PROBLEM REQUIREMENTS => Rewrite the data below, replacing every "put a dot on" with "mark" and leaving everything else unchanged. Leave the pictures out of your answer.

LISTED ENTRIES =>
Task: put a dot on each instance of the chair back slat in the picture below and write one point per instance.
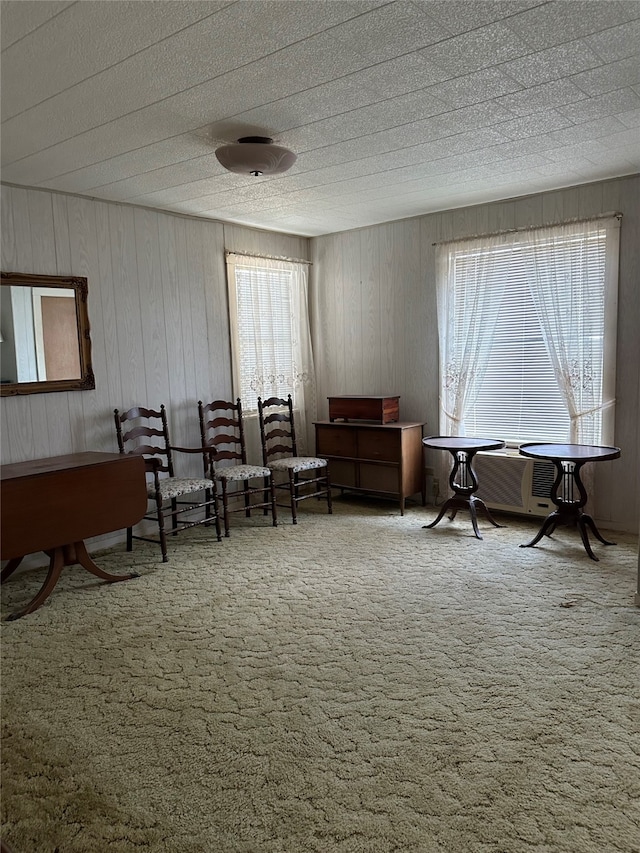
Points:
(147, 432)
(151, 423)
(277, 426)
(221, 427)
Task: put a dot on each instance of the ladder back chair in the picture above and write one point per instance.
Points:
(280, 454)
(146, 432)
(222, 428)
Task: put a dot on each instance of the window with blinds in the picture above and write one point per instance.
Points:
(519, 398)
(265, 333)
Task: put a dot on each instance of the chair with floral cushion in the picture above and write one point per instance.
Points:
(222, 428)
(146, 432)
(280, 454)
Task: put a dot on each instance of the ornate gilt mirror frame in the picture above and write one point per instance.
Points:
(32, 335)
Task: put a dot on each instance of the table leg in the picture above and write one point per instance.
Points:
(586, 519)
(458, 502)
(66, 555)
(548, 526)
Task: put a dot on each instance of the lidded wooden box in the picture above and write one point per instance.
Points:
(382, 410)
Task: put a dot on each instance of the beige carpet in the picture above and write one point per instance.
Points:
(353, 684)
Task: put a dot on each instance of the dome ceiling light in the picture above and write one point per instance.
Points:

TASK RESULT =>
Task: mark each instance of the chair back slat in the picture below and write one point per instance.
Points:
(147, 432)
(151, 423)
(277, 426)
(221, 427)
Task: mark each instance of the ladder back chair in the picture above and write one point per instance.
Points:
(280, 454)
(146, 432)
(222, 428)
Task: mark each instance of the window with blinds in the picture above and write one point per instance.
Points:
(519, 398)
(265, 333)
Task: mark each instance of the chair with floral cushion in the picture above and write one point per instance.
Points:
(222, 428)
(146, 432)
(280, 454)
Task: mark each instance of the ornate gilt mirror frame in the picture above and write one point per instance.
Points:
(32, 335)
Task: mark each instance of the table leg in the picture above and write one point per instance.
Points:
(586, 519)
(458, 502)
(66, 555)
(548, 526)
Task: mark each instance of the lidded wooden box in the picture above and write one point per instance.
Points:
(382, 410)
Task: mark each instance of the beige carpet in the picture above and write one point per instance.
Points:
(353, 684)
Task: mark each instance of the dome ceiling light in the picture above and write one point per instance.
Points:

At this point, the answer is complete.